▶ _Records for this task_:
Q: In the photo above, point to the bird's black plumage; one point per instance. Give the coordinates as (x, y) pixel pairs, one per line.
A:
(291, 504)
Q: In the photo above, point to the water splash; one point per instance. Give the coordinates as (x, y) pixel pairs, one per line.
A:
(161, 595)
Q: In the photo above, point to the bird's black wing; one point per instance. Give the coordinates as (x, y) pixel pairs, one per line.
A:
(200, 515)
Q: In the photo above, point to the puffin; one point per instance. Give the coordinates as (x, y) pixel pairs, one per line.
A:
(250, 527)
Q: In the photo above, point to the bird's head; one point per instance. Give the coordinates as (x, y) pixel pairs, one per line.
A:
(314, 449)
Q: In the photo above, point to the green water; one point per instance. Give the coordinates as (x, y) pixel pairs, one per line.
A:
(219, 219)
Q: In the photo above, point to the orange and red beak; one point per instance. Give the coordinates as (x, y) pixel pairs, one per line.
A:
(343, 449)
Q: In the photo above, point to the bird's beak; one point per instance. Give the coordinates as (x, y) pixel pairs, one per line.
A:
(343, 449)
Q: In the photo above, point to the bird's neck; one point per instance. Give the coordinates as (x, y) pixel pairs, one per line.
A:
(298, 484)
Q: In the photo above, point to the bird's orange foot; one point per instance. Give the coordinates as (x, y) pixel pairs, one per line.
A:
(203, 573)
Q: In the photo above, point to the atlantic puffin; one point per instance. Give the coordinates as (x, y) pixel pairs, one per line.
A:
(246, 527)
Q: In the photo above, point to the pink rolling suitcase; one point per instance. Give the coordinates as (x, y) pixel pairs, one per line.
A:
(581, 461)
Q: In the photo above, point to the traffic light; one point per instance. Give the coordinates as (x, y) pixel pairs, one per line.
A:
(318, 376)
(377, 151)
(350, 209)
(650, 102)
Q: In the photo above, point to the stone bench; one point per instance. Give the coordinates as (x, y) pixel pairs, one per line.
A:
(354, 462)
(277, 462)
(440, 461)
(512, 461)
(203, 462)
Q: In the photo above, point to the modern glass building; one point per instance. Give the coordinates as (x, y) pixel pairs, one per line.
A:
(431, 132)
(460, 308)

▶ _Written task_:
Exactly reproduce every record.

▶ _Worked answer_:
Q: In the photo above, point to the bird's black plumage; one point per instance. Give the coordinates as (x, y) pixel pairs, one per line.
A:
(291, 504)
Q: In the photo above, point to the water splash; one point per instance. Give the coordinates as (x, y) pixel pairs, one per line.
A:
(161, 595)
Q: In the photo above, point to the bird's black wing; one point per instance. Give the coordinates as (x, y) pixel pairs, one per line.
A:
(200, 515)
Q: In the photo above, point to the puffin; one point per instance. Give the coordinates as (x, y) pixel pairs, one per line.
A:
(250, 527)
Q: In the photo above, point to the bird's head; one point per instance. Give the coordinates as (x, y) pixel pairs, one per line.
A:
(314, 449)
Q: In the photo above, point to the green water; one point per instance. Give the coordinates as (x, y) pixel pairs, one per line.
A:
(219, 219)
Q: In the photo above, point to the orange and red beak; one point per instance. Give the coordinates as (x, y) pixel pairs, one per line.
A:
(343, 449)
Q: In the photo above, point to the bird's beak; one point per instance. Give the coordinates as (x, y) pixel pairs, one per line.
A:
(343, 449)
Q: In the photo above, point to the bird's neck; one point per instance. Give the coordinates as (x, y) pixel pairs, one per line.
A:
(298, 484)
Q: In the photo above, point to the bird's orange foot; one point per instance. Give the coordinates as (x, y) pixel pairs, one per line.
A:
(203, 573)
Q: In the photo above, point to the atlantic puffin; one point per instance. Give the coordinates as (x, y) pixel pairs, one per line.
A:
(246, 527)
Q: In the photo above, point to the pink rolling suitcase; one point per instance. Give the coordinates as (x, y) pixel pairs, one per line.
A:
(581, 461)
Q: In the photo above, point to the traffic light; one point per instance. Give the coordinates as (x, y) pixel pairs, one per line.
A:
(318, 376)
(377, 151)
(350, 209)
(650, 102)
Q: In the photo above, point to the stone bench; one point per instance. Give the coordinates as (x, y) pixel pairs, one per line.
A:
(354, 462)
(277, 462)
(440, 461)
(512, 461)
(203, 462)
Q: In the photo above, point to the modern glass building; one point per instance. Give the coordinates as (x, y) pixel pairs, one per line.
A:
(431, 132)
(460, 308)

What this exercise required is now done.